原文:
■ ■ ■ ■ ■ ■ ■

DP 方程:$f[i]=max(f[j])+v[i]$
转移范围:$i-r<=j<=i-l$
由此我们得知,每次只有 $[i-r,i-l]$ 部分的 $f$ 值对新更新的答案会有贡献. 故动态维护那个区间即可.
每次只会加入一个数,并弹出队首超出范围的数.
时间复杂度为 $O(n)$.
Code:
#include<cstdio>
#include<deque>
#include<algorithm>
using namespace std;
const int maxn = 400000+3;
const long long inf = -1000000000;
int n,l,r, w[maxn];
long long d[maxn];
struct Node{
int pos;
long long val;
Node(int pos=0,long long val=0):pos(pos),val(val){}
};
deque<Node>Q;
inline void update(int cur)
{
while(!Q.empty() && Q.front().pos < cur )Q.pop_front();
}
inline void insert_x(Node a)
{
while(!Q.empty() && Q.front().val <= a.val)Q.pop_back();
Q.push_back(a);
}
int main(){
//freopen("in.txt","r",stdin);
long long ans = inf;
scanf("%d%d%d",&n,&l,&r);
for(int i =0;i <= n;++i)scanf("%d",&w[i]);
d[0] = w[0];
for(int i = 1;i<=n+l;++i){
int left = i-r, right = i-l;
if(right < 0) d[i] = inf;
else{
update(left);
insert_x(Node(right,d[right]));
d[i] =(long long) w[i] + Q.front().val;
if(i>n) ans = max(ans, d[i]);
}
}
printf("%lld",ans);
return 0;
}

■ ■ ■ ■ ■ ■ ■

给定数据:

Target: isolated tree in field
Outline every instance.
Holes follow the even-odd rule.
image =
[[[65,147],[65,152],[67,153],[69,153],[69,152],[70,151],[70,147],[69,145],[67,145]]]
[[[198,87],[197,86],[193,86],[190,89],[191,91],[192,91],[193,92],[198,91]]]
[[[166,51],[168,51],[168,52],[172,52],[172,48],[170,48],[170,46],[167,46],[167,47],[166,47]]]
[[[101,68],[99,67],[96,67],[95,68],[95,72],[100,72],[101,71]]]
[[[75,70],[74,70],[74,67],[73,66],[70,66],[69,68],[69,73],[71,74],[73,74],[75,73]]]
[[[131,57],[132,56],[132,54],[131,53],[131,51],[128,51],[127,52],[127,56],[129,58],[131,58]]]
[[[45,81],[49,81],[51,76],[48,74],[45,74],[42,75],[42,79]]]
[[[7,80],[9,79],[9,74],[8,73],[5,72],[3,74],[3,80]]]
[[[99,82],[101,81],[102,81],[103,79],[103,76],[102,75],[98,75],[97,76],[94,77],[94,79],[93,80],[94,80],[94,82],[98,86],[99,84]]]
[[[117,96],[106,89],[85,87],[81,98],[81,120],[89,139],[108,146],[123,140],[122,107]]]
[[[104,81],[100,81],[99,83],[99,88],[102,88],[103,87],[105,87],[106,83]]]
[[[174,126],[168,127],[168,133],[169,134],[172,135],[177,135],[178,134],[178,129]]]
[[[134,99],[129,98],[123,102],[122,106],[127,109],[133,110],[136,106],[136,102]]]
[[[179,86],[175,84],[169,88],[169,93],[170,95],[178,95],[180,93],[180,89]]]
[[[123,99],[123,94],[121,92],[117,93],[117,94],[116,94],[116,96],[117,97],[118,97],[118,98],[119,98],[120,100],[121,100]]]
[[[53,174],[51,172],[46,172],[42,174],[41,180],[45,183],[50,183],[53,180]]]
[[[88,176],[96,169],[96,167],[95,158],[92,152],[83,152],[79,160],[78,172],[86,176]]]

■ ■ ■ ■ ■ ■ ■

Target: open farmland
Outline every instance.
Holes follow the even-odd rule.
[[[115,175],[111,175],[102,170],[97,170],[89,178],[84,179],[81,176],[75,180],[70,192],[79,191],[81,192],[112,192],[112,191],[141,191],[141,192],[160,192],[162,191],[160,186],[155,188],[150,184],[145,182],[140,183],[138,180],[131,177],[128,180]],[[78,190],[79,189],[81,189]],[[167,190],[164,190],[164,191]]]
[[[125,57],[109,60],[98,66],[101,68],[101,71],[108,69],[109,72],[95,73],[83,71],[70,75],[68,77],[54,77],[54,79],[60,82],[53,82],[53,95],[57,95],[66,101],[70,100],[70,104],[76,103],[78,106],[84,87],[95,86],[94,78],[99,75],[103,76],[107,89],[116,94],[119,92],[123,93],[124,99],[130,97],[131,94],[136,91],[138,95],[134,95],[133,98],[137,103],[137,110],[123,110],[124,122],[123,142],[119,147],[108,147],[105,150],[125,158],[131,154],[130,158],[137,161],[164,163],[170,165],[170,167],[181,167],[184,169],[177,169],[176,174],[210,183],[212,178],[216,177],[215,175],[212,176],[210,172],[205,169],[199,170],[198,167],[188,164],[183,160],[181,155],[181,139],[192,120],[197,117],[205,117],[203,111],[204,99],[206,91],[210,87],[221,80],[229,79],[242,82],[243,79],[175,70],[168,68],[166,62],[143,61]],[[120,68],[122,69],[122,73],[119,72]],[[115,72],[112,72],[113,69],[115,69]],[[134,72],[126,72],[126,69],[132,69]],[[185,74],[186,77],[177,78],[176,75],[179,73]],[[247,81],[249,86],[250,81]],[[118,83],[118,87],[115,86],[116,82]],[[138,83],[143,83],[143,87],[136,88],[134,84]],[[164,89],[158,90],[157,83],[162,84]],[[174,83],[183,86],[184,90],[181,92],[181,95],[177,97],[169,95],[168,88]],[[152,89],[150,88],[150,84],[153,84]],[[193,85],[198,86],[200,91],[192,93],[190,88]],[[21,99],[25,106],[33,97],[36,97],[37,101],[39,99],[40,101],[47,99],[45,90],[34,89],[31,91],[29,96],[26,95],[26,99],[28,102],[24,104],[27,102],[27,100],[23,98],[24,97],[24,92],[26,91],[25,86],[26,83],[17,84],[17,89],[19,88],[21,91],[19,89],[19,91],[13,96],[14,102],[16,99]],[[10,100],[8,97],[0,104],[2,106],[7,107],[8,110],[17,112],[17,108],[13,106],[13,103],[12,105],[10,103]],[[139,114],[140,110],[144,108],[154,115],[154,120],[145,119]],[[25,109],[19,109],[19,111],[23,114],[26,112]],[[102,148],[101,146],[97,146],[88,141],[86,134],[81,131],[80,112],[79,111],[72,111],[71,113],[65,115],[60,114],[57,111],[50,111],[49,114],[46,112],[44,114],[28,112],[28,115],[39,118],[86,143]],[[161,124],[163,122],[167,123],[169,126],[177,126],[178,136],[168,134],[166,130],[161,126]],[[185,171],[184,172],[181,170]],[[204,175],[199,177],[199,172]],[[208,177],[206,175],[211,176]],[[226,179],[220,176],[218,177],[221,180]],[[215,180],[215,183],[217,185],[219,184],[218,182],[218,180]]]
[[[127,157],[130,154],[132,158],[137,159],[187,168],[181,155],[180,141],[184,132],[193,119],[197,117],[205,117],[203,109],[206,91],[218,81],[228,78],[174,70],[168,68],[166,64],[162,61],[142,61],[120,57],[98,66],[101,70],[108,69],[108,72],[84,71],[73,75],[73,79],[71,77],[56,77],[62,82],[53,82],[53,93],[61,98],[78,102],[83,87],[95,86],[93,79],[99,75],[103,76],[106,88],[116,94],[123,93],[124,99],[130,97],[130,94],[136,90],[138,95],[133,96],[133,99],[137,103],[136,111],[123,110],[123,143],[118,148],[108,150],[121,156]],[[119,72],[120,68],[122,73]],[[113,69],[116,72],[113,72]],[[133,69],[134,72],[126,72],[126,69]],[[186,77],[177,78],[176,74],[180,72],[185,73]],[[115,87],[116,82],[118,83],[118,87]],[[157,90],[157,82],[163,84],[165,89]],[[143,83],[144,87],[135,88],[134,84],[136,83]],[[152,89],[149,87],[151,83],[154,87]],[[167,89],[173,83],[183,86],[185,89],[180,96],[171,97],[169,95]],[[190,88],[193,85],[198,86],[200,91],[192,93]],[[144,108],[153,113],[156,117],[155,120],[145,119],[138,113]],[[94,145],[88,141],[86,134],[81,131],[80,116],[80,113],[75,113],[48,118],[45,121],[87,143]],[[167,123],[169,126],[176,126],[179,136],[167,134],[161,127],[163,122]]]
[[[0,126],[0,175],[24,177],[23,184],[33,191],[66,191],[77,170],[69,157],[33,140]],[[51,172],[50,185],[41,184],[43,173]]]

■ ■ ■ ■ ■ ■ ■

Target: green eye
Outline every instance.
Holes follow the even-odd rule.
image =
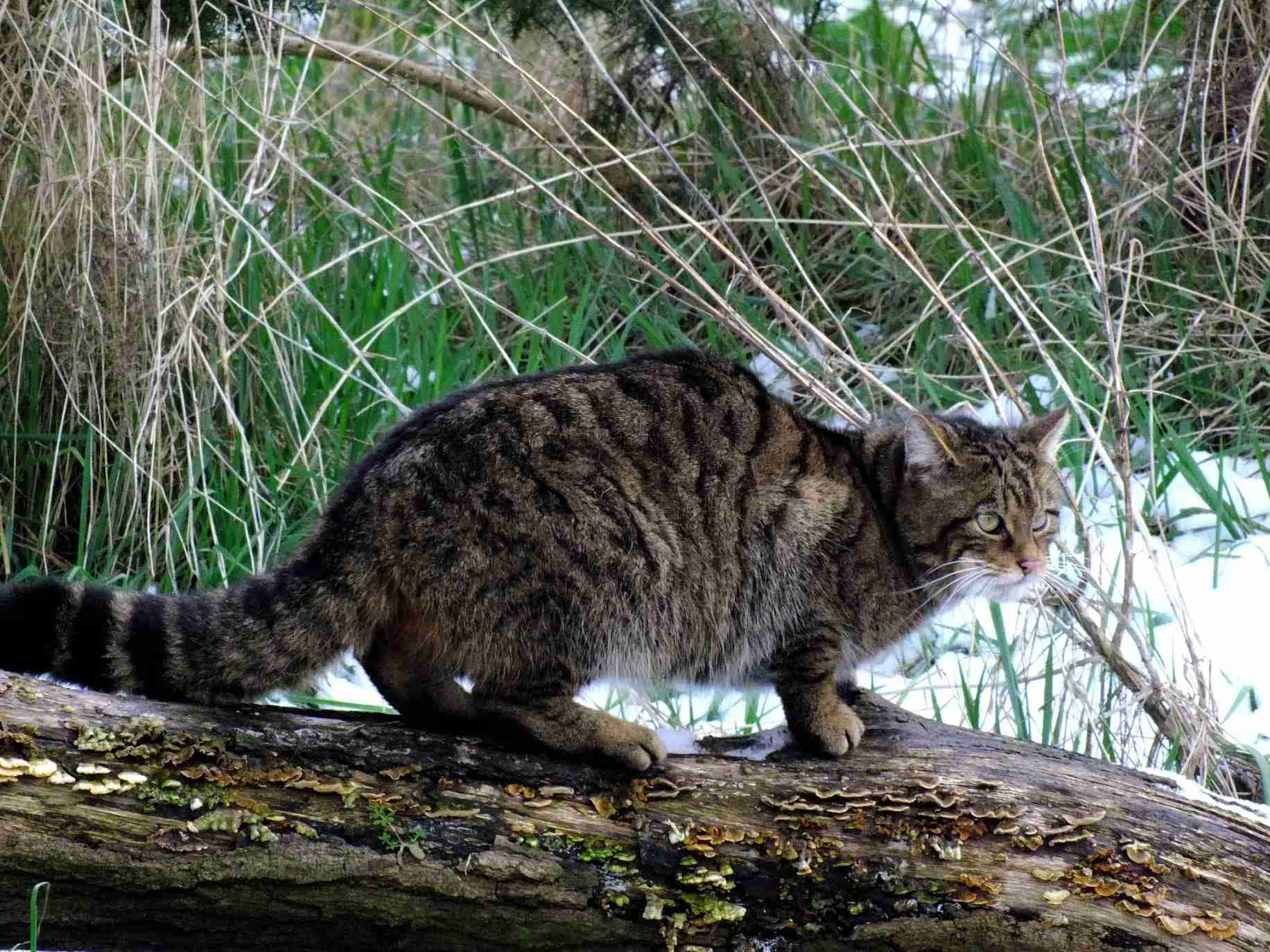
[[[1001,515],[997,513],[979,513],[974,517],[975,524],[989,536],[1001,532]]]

■ ■ ■ ■ ■ ■ ■

问题:
[1] 请判断以下三项陈述是否与原文相符,逐项回答“是”或“否”,并准确引用原文中起决定作用的文字:(a) 该算法的时间复杂度为 O(n);(b) 每次会加入两个数;(c) 常量 maxn 被定义为 400000+3。
[2] 请从清单中摘出所有含有字符串“Target”的行,须区分大小写。

参考答案:
[1]
(a) 是。“时间复杂度为 $O(n)$.”
(b) 否。“每次只会加入一个数”
(c) 是。“const int maxn = 400000+3;”

[2]
Target: isolated tree in field
Target: open farmland
Target: green eye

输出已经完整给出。